* BEGIN *
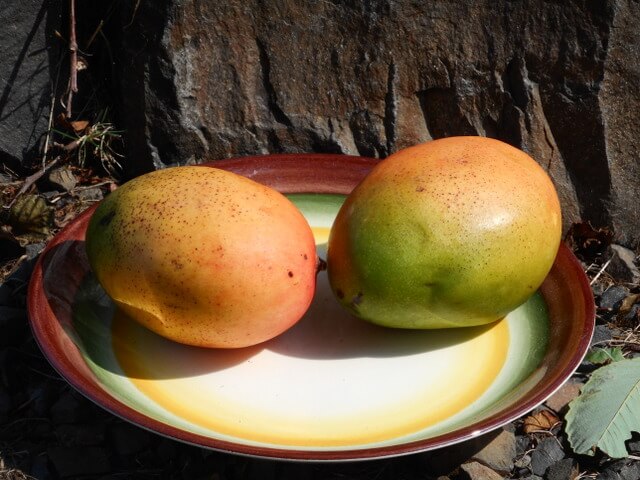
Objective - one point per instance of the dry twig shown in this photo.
(73, 63)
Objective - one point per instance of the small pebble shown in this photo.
(622, 266)
(562, 470)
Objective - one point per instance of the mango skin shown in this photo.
(203, 256)
(451, 233)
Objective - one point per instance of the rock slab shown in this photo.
(210, 80)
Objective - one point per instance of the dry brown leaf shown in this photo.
(541, 421)
(79, 126)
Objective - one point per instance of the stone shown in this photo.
(34, 249)
(523, 444)
(500, 453)
(546, 454)
(608, 475)
(62, 179)
(5, 402)
(28, 55)
(567, 392)
(601, 335)
(41, 468)
(128, 439)
(77, 461)
(623, 265)
(522, 462)
(477, 471)
(612, 296)
(67, 409)
(82, 434)
(565, 469)
(630, 471)
(622, 469)
(359, 79)
(13, 325)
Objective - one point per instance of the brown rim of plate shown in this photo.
(566, 290)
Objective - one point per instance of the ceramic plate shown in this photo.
(330, 388)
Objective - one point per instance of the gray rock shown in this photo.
(562, 470)
(546, 454)
(630, 471)
(25, 76)
(62, 179)
(612, 296)
(500, 453)
(358, 78)
(477, 471)
(76, 461)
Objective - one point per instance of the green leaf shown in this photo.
(607, 411)
(601, 356)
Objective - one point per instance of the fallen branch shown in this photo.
(73, 63)
(31, 179)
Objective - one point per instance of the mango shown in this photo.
(451, 233)
(203, 256)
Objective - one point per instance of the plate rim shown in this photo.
(281, 170)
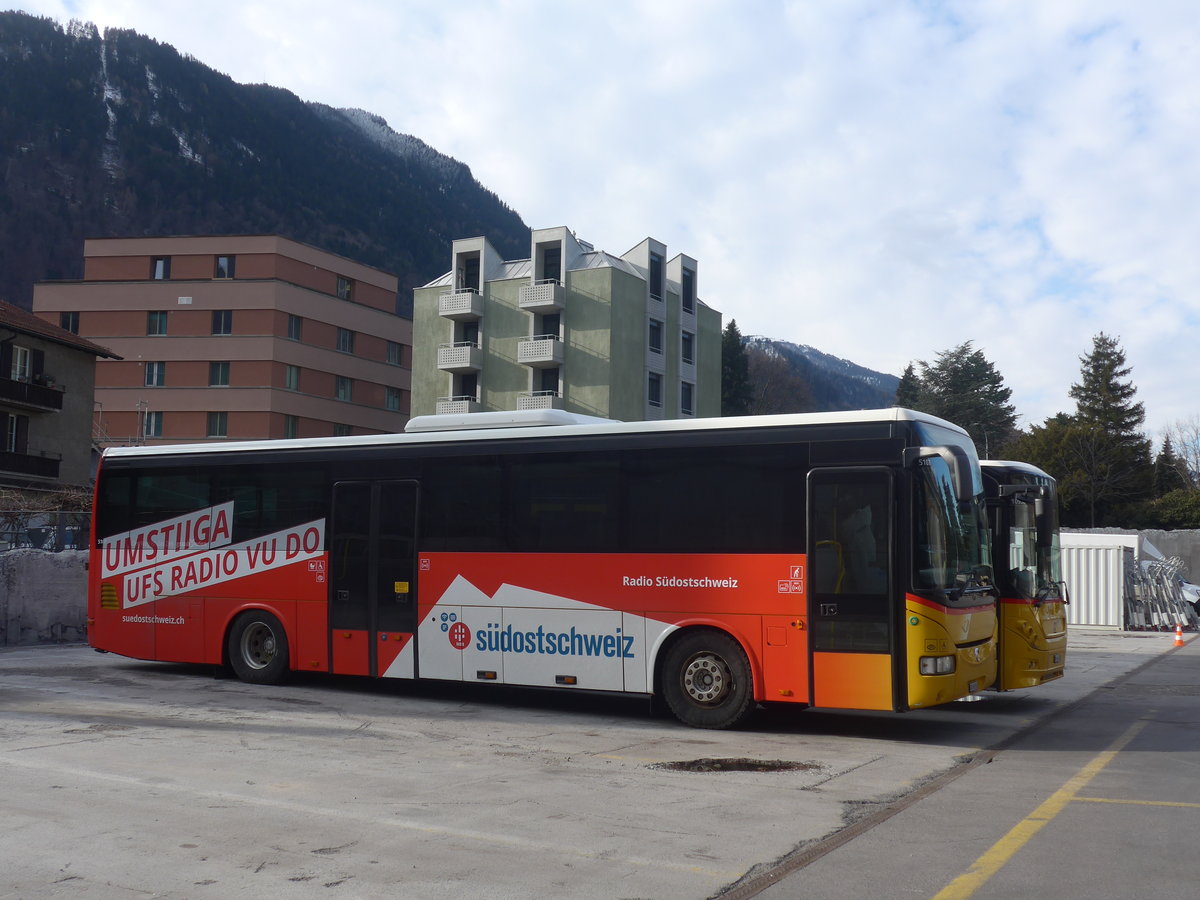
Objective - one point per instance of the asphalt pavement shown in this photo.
(127, 779)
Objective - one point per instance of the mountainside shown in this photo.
(831, 383)
(119, 136)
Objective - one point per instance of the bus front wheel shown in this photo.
(706, 681)
(258, 648)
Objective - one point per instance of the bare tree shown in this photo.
(1185, 437)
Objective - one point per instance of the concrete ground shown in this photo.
(132, 779)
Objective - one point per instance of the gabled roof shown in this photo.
(27, 323)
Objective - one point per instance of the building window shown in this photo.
(466, 385)
(657, 285)
(552, 263)
(16, 433)
(688, 347)
(689, 291)
(22, 364)
(151, 425)
(655, 336)
(467, 333)
(687, 402)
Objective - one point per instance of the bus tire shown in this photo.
(706, 681)
(258, 648)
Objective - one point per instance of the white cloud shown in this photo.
(882, 180)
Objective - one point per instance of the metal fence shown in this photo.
(37, 529)
(1155, 599)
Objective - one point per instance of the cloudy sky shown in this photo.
(880, 179)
* END *
# The request
Set out the part of the entries that opens with the line containing "Objective - one point per instance of the fallen" and runs through the last of the entries as a numbered list, skipping blank lines and leaving out the pictures.

# In response
1. Objective - one point per instance of the fallen branch shown in this photo.
2. (73, 63)
3. (31, 179)
4. Objective - one point per instance of the mango shown in this photo.
5. (451, 233)
6. (203, 256)
7. Objective - one point per instance of the plate rim shown in this photo.
8. (281, 170)
9. Objective - one point per instance of the asphalt pavement shown in this photo.
10. (127, 779)
11. Objective - one point per instance of the mountainside shown in this photo.
12. (831, 383)
13. (119, 136)
14. Objective - one point per instance of the bus front wheel shown in this photo.
15. (706, 681)
16. (258, 648)
17. Objective - one point per instance of the bare tree shown in this photo.
18. (1185, 437)
19. Objective - one point per instance of the concrete ground shown in this photo.
20. (132, 779)
21. Objective - one point per instance of the gabled roof shown in this photo.
22. (27, 323)
23. Objective - one point per instance of the building window shown in this photo.
24. (466, 385)
25. (657, 285)
26. (552, 263)
27. (16, 433)
28. (688, 347)
29. (689, 291)
30. (22, 364)
31. (151, 425)
32. (655, 336)
33. (467, 333)
34. (687, 402)
35. Objective - one point per instance of the bus tire shown in this photo.
36. (706, 681)
37. (258, 648)
38. Objective - one point per instance of the white cloud shown in this photo.
39. (882, 180)
40. Objective - one point per instance of the metal fence shown in this photo.
41. (37, 529)
42. (1155, 599)
43. Objective - one point per instance of the cloudy sky shown in this photo.
44. (880, 179)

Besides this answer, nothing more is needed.